:: Extracted information ::

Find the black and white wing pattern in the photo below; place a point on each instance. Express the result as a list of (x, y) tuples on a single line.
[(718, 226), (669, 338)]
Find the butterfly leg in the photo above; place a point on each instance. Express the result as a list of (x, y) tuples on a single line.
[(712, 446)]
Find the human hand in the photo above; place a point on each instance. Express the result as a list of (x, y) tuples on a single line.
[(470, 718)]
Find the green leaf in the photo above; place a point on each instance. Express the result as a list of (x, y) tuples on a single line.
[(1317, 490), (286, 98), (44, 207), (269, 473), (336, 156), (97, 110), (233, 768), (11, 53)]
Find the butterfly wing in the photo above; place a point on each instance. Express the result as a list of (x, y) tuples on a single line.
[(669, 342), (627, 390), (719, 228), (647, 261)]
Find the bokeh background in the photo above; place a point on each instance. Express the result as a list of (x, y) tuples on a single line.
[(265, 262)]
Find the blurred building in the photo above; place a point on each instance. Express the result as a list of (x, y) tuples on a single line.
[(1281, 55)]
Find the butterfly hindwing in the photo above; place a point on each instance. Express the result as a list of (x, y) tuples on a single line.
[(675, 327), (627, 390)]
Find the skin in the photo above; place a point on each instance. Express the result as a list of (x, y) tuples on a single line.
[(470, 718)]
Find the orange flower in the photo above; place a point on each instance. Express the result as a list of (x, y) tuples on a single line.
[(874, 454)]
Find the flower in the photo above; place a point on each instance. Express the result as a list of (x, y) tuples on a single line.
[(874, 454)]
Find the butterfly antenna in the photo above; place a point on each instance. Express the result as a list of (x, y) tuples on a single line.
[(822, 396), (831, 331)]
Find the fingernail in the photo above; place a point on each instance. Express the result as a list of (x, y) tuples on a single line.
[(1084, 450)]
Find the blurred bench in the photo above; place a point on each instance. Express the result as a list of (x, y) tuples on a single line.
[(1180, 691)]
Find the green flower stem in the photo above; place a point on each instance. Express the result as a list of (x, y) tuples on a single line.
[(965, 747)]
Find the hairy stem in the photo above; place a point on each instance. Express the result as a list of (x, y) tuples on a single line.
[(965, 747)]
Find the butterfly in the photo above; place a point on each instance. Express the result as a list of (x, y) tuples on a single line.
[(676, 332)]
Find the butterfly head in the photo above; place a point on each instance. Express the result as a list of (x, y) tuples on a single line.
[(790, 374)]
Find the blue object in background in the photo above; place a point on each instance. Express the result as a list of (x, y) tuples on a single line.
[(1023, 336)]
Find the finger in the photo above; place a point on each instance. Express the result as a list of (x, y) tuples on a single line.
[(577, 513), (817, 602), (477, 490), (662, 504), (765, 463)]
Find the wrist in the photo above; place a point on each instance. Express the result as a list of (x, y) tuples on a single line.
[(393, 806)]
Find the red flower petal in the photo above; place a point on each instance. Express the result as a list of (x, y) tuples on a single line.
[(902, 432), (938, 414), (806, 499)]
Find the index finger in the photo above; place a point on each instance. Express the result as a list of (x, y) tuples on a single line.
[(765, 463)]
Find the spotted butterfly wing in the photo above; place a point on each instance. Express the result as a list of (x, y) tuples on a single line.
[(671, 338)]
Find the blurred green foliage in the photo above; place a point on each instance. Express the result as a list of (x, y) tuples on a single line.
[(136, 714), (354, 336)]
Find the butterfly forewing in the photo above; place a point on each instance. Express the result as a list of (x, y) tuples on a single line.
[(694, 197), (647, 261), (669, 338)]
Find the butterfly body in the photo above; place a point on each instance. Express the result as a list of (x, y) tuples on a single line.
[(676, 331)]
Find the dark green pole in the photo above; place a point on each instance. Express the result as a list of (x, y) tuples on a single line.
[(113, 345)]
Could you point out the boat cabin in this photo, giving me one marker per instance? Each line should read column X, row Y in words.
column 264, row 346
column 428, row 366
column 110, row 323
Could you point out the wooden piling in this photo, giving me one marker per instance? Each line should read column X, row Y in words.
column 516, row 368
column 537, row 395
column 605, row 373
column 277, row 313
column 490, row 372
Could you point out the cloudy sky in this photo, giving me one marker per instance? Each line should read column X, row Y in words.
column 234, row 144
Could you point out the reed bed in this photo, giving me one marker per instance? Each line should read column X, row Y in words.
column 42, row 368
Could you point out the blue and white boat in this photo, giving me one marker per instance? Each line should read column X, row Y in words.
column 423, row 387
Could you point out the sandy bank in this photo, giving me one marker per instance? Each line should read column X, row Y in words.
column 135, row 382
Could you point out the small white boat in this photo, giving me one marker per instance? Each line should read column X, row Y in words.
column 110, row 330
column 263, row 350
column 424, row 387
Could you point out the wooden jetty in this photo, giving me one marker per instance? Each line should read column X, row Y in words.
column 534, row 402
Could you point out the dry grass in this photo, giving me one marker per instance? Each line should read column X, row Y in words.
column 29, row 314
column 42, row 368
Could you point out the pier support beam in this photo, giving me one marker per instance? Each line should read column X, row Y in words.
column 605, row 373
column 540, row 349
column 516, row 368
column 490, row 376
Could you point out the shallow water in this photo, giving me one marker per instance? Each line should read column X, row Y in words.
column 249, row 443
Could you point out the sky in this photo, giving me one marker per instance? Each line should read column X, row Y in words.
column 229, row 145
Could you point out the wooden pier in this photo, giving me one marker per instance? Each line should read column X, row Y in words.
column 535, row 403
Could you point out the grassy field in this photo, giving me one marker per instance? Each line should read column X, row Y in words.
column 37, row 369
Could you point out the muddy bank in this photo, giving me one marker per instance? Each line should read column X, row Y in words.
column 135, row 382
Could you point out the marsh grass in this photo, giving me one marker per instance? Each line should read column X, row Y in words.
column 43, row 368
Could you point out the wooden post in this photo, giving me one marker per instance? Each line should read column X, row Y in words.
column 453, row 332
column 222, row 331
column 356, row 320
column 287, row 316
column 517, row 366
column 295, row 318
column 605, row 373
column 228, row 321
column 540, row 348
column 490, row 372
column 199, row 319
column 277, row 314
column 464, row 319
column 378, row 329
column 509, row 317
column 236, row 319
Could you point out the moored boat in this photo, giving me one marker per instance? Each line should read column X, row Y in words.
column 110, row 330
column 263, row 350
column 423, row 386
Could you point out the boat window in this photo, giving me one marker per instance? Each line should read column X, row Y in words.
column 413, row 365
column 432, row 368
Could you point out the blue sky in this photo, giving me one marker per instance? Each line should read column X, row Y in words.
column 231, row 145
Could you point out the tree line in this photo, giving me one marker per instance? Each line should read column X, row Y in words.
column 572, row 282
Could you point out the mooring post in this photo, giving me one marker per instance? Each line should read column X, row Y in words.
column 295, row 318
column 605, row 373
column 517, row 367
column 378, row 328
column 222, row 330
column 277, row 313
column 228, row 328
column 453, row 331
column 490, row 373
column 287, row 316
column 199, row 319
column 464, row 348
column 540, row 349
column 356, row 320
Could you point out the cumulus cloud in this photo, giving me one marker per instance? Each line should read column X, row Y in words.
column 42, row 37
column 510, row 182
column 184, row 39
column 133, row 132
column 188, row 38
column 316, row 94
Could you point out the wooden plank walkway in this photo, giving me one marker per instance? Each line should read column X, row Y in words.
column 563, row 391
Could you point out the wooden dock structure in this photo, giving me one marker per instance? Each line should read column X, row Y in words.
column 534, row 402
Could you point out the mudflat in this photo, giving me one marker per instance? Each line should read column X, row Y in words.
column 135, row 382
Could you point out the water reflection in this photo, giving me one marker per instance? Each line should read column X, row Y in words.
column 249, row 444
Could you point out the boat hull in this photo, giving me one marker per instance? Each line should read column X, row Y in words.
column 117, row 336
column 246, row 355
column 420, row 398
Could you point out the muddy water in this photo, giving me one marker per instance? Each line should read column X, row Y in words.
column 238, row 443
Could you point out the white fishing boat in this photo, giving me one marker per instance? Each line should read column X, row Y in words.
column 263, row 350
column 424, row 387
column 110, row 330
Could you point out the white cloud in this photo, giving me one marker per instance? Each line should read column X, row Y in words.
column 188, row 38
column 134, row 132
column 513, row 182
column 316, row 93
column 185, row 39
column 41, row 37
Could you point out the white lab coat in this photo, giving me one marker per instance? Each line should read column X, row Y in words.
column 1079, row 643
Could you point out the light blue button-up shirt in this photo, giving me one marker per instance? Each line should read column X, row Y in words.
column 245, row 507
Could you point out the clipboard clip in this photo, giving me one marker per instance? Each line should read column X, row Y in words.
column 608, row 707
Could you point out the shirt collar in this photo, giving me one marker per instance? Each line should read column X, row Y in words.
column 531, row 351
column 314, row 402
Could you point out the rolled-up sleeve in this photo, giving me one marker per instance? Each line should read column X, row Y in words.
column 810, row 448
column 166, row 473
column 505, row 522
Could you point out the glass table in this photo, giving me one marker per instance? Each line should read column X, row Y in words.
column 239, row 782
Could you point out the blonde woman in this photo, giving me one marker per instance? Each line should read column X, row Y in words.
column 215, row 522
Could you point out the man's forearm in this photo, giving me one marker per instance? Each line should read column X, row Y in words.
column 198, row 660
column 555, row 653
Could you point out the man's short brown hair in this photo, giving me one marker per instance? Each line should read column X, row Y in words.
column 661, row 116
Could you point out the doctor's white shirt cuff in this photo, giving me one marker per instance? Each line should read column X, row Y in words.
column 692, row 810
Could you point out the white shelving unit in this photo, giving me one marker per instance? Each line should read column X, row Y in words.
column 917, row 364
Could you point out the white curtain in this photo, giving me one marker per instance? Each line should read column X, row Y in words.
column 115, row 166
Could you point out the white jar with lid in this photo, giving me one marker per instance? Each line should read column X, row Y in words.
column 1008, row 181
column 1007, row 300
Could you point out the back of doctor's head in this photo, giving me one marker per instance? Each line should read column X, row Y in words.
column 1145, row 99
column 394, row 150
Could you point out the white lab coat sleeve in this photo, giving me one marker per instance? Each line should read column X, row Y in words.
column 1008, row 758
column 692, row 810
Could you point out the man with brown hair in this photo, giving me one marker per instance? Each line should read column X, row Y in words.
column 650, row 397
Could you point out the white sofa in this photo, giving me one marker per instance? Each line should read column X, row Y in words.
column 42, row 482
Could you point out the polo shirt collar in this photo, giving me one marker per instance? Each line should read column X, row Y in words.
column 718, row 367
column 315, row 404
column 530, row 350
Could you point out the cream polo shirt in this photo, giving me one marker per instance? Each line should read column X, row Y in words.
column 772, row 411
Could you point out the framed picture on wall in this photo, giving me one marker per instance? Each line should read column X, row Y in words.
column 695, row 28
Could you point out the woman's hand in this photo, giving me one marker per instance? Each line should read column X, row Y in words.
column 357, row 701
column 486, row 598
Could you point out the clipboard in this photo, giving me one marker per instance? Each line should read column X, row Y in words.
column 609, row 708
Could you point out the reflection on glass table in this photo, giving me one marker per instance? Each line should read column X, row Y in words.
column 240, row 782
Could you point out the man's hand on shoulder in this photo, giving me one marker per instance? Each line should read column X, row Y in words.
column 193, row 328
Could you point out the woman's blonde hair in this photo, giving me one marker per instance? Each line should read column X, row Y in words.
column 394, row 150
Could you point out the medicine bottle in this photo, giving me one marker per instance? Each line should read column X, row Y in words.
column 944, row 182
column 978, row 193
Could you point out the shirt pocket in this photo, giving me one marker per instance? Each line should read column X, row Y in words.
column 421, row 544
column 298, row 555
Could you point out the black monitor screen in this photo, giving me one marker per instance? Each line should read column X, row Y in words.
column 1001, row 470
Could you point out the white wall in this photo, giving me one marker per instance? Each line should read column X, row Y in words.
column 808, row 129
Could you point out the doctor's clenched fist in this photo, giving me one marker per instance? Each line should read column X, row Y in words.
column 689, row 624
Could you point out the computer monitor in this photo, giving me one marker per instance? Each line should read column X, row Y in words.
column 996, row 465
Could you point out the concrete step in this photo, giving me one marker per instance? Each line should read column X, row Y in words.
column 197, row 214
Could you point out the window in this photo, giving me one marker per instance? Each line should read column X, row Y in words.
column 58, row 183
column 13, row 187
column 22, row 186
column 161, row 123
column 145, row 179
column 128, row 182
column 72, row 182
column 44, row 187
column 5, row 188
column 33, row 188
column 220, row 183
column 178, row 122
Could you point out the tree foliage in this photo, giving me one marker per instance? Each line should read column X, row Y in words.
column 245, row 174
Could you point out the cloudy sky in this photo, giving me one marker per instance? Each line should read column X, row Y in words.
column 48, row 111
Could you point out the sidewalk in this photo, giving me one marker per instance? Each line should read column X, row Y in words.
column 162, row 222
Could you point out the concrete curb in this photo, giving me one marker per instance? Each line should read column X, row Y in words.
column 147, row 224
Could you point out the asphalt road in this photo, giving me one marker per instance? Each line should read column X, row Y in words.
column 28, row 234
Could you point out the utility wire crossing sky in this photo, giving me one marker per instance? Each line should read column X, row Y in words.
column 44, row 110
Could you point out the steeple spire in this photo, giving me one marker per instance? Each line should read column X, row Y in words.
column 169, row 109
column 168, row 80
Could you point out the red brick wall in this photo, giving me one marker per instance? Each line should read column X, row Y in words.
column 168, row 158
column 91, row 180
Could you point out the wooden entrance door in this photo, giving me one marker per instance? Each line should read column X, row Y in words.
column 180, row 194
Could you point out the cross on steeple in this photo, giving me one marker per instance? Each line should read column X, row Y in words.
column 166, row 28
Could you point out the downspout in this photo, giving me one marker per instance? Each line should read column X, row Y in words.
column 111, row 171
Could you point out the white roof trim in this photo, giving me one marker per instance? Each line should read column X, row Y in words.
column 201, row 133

:: What is needed ::
Take the listing from its first line through the line that contains "[(1180, 691)]", and rewrite those lines as a Markdown table with the columns Row and Line. Give each line a number under Row, put the line under Line, and leave out any blank lines.

:: Exercise solution ::
| Row | Line |
|---|---|
| 1 | Find the black and white wing pattern in the photo below; place a point on each instance. Express the result as a list of (x, y) tuples on a single line. |
| 2 | [(718, 226), (669, 338)] |
| 3 | Find the butterfly leg in the photo above; place a point on each instance. Express the result as a list of (x, y) tuples on a single line. |
| 4 | [(712, 446)] |
| 5 | Find the human hand in the photo above; place a point on each instance. Express the result as a list of (x, y) tuples on a single line. |
| 6 | [(470, 718)] |
| 7 | Find the green leaf in the photo above; place a point on each instance. Express the result as a list of (x, y) tuples on a single line. |
| 8 | [(1317, 490), (286, 98), (44, 207), (269, 473), (336, 156), (97, 110), (233, 768), (11, 53)] |
| 9 | Find the butterfly wing in the photo above; place a point on each instance. Express the result as a list of (x, y) tuples on a single line. |
| 10 | [(669, 342), (627, 390), (719, 228), (647, 261)] |
| 11 | Find the bokeh background in the photo above; place a point on each instance. Express the result as a list of (x, y) tuples on a single line. |
| 12 | [(265, 262)] |
| 13 | Find the blurred building in the photo above; place a point on each instance. Express the result as a list of (x, y) tuples on a single line. |
| 14 | [(1281, 55)] |
| 15 | Find the butterfly hindwing in the photo above; place a point on each instance. Express the result as a list of (x, y) tuples on a single line. |
| 16 | [(675, 327), (627, 390)] |
| 17 | Find the skin in the photo above; place a point on each instance. Express the result as a list of (x, y) tuples on a single line. |
| 18 | [(470, 718)] |
| 19 | Find the orange flower in the photo above; place a point on each instance. Express the result as a list of (x, y) tuples on a single line. |
| 20 | [(874, 454)] |
| 21 | Find the flower in the photo above; place a point on each instance. Express the result as a list of (x, y) tuples on a single line. |
| 22 | [(874, 454)] |
| 23 | Find the butterfly antenna in the photo above; place a point on each instance. Express the result as a list of (x, y) tuples on a single line. |
| 24 | [(822, 396), (831, 331)] |
| 25 | Find the fingernail in the photo above; place a point on each instance. Express the result as a list of (x, y) tuples on a single line. |
| 26 | [(1084, 450)] |
| 27 | Find the blurred bench in the photo above; place a point on each instance. Express the result as a list of (x, y) tuples on a single line. |
| 28 | [(1180, 691)] |